WHAT IS EXPECTED ->
Set down the data below without change, skipping the pictures it holds.

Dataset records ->
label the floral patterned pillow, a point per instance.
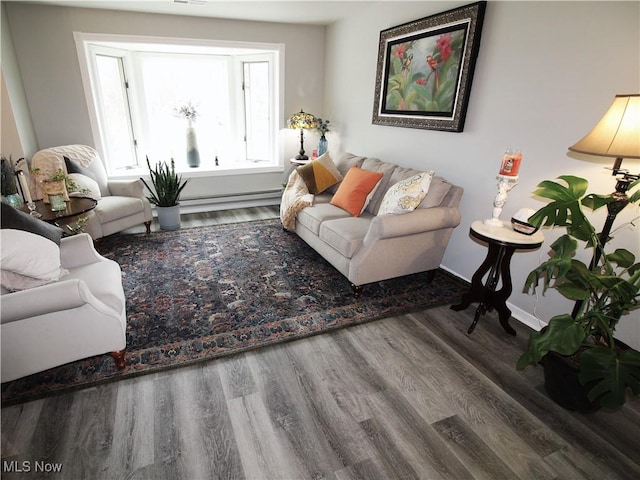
(406, 195)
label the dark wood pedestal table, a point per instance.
(75, 207)
(503, 242)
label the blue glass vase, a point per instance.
(322, 145)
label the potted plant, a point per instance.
(606, 369)
(165, 195)
(8, 185)
(323, 128)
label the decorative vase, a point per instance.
(323, 145)
(14, 199)
(193, 156)
(54, 187)
(169, 217)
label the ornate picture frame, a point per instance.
(425, 70)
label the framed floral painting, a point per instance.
(425, 69)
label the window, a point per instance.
(136, 87)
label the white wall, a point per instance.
(17, 137)
(545, 74)
(48, 60)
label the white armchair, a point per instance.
(121, 203)
(78, 316)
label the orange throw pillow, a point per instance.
(356, 190)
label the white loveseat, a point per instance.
(372, 247)
(80, 315)
(121, 203)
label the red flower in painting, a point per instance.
(444, 45)
(400, 51)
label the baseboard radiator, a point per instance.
(226, 202)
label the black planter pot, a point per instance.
(562, 384)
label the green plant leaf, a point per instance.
(562, 335)
(613, 374)
(622, 257)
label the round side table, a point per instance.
(503, 242)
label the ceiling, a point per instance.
(287, 11)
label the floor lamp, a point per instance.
(616, 135)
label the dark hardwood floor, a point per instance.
(412, 396)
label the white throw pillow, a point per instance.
(86, 187)
(28, 255)
(406, 195)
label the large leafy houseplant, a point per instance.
(605, 292)
(167, 185)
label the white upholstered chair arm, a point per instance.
(126, 188)
(54, 297)
(419, 221)
(78, 250)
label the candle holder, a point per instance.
(32, 210)
(505, 183)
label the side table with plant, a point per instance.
(610, 289)
(165, 194)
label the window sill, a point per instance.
(203, 171)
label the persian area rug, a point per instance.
(200, 293)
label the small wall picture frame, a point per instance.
(425, 70)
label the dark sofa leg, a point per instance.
(431, 274)
(118, 357)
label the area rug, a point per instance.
(201, 293)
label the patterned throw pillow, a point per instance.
(320, 174)
(406, 195)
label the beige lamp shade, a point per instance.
(302, 120)
(617, 134)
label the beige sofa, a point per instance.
(372, 247)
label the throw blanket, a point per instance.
(295, 197)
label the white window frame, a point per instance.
(87, 43)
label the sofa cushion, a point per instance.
(84, 186)
(437, 191)
(387, 169)
(112, 208)
(313, 216)
(343, 164)
(28, 260)
(405, 195)
(356, 190)
(104, 280)
(345, 234)
(319, 174)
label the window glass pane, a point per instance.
(115, 113)
(171, 81)
(257, 125)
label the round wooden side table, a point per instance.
(503, 242)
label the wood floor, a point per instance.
(411, 396)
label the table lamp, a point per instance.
(616, 135)
(303, 121)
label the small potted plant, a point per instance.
(583, 342)
(165, 194)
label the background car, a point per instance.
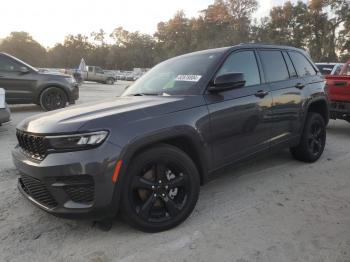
(25, 84)
(147, 152)
(329, 68)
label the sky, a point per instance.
(50, 21)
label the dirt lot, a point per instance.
(274, 209)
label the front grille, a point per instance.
(80, 188)
(37, 190)
(33, 145)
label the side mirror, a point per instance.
(227, 82)
(23, 70)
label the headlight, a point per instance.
(76, 141)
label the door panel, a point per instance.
(240, 118)
(286, 90)
(240, 123)
(19, 86)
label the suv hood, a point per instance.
(123, 109)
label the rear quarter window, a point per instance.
(302, 65)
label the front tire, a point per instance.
(313, 139)
(161, 189)
(53, 98)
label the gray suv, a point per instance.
(24, 84)
(147, 152)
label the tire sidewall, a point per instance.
(161, 152)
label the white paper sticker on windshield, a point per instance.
(189, 78)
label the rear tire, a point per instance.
(313, 139)
(161, 189)
(53, 98)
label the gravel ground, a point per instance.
(274, 209)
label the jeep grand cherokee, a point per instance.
(147, 152)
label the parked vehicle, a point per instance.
(148, 151)
(4, 109)
(97, 74)
(329, 68)
(25, 84)
(339, 93)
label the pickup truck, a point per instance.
(97, 74)
(339, 93)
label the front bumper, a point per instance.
(71, 184)
(4, 115)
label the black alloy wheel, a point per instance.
(313, 140)
(161, 190)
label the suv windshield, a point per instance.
(177, 76)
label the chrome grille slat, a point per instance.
(33, 145)
(37, 190)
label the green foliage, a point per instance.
(321, 26)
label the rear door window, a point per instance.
(302, 65)
(274, 65)
(8, 65)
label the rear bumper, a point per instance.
(340, 110)
(70, 185)
(5, 115)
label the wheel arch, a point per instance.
(43, 88)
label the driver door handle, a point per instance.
(261, 93)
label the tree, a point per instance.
(71, 51)
(23, 46)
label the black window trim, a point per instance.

RESPONSE ->
label the floral patterned pillow, a point per instance.
(406, 195)
label the dark wood pedestal table, a point per instance.
(75, 207)
(503, 242)
label the blue glass vase, a point per instance.
(322, 145)
label the potted plant, a point per instance.
(606, 369)
(165, 195)
(8, 185)
(323, 128)
label the decorative vase, a point per instance.
(323, 145)
(14, 199)
(193, 156)
(54, 187)
(169, 217)
label the ornate picture frame, a point per instance.
(425, 70)
label the framed floral painting, a point per instance.
(425, 69)
label the window, a point per instance.
(136, 87)
label the white wall, a point per instance.
(17, 137)
(545, 74)
(48, 60)
label the white armchair, a point per instance.
(121, 203)
(78, 316)
label the orange throw pillow, a point per instance.
(356, 190)
label the white loveseat, a point per instance.
(372, 247)
(80, 315)
(121, 203)
label the red flower in painting, a point per instance.
(444, 45)
(400, 51)
label the baseboard radiator, a point per instance.
(226, 202)
label the black planter pot, a point per instance.
(562, 384)
label the green plant leaf, a point per instance.
(562, 335)
(613, 374)
(622, 257)
label the round side table, a point per instance.
(503, 242)
label the ceiling, a point per instance.
(287, 11)
label the floor lamp, a point per instance.
(616, 135)
label the dark hardwood floor, a point per instance.
(412, 396)
label the white throw pillow, a point per instance.
(86, 187)
(28, 255)
(406, 195)
label the large leafy houseplant, a point per instance.
(605, 292)
(167, 185)
label the white upholstered chair arm, a point per instance.
(126, 188)
(54, 297)
(419, 221)
(78, 250)
label the candle holder, a point per instance.
(32, 210)
(505, 183)
label the side table with plant, a point per instance.
(610, 289)
(165, 194)
label the window sill, a point per instance.
(203, 171)
label the persian area rug, a point per instance.
(200, 293)
label the small wall picture frame, a point per instance.
(425, 70)
label the dark sofa leg, a point per instance.
(431, 274)
(118, 357)
label the area rug, a point per instance.
(201, 293)
label the patterned throw pillow, a point per instance.
(320, 174)
(406, 195)
label the beige lamp shade, a point per instance.
(302, 120)
(617, 134)
label the beige sofa, a point per instance.
(372, 247)
label the throw blanket, a point per instance.
(295, 197)
label the white window frame, a point per instance.
(87, 43)
label the sofa cushion, a point per instance.
(84, 186)
(437, 191)
(387, 169)
(112, 208)
(313, 216)
(343, 164)
(28, 260)
(405, 195)
(356, 190)
(104, 280)
(345, 234)
(319, 174)
label the window glass pane, a point per instance.
(115, 113)
(171, 81)
(257, 125)
label the round wooden side table, a point per instance.
(503, 242)
label the wood floor, a point per instance.
(411, 396)
label the table lamp, a point per instance.
(616, 135)
(303, 121)
label the small potted plant, a point per instance.
(583, 342)
(165, 194)
label the background car, a point per instance.
(25, 84)
(147, 152)
(329, 68)
label the sky, a point per instance.
(50, 21)
label the dirt lot, a point per instance.
(274, 209)
label the front grille, a point per instance.
(80, 188)
(37, 190)
(33, 145)
label the side mirror, a point per instance.
(227, 82)
(23, 70)
label the headlight, a point per instance.
(76, 141)
label the door panel, a point per instance.
(240, 118)
(286, 90)
(240, 123)
(19, 86)
label the suv hood, a point per instance.
(123, 109)
label the rear quarter window, a point per instance.
(302, 65)
label the front tire, a point per instance.
(313, 139)
(161, 189)
(53, 98)
label the gray suv, a point per instance.
(24, 84)
(147, 152)
label the tire sidewall, a point per instance.
(161, 152)
label the white paper sticker on windshield, a point per instance.
(189, 78)
label the rear tire, a point per instance.
(313, 139)
(161, 189)
(53, 98)
label the gravel ground, a point per instance.
(274, 209)
label the jeep grand cherokee, a point per instance.
(147, 152)
label the parked vehicle, a point per instance.
(148, 151)
(4, 109)
(97, 74)
(329, 68)
(25, 84)
(339, 93)
label the pickup truck, a point per instance.
(97, 74)
(339, 93)
label the front bumper, a point per instance.
(71, 184)
(4, 115)
label the black alloy wheel, a point per instance.
(313, 140)
(161, 190)
label the suv windshield, a point per instance.
(177, 76)
label the chrome grille slat, a point per instance.
(33, 145)
(37, 190)
label the green foliage, a point per instance.
(321, 26)
label the rear door window, a point per instance.
(302, 65)
(274, 65)
(8, 65)
label the rear bumper, a point per instance.
(340, 110)
(70, 185)
(5, 115)
label the wheel arch, a point per instance.
(43, 88)
label the driver door handle, a point per instance.
(261, 93)
label the tree, a point per instance.
(71, 51)
(23, 46)
label the black window trim, a point per instance.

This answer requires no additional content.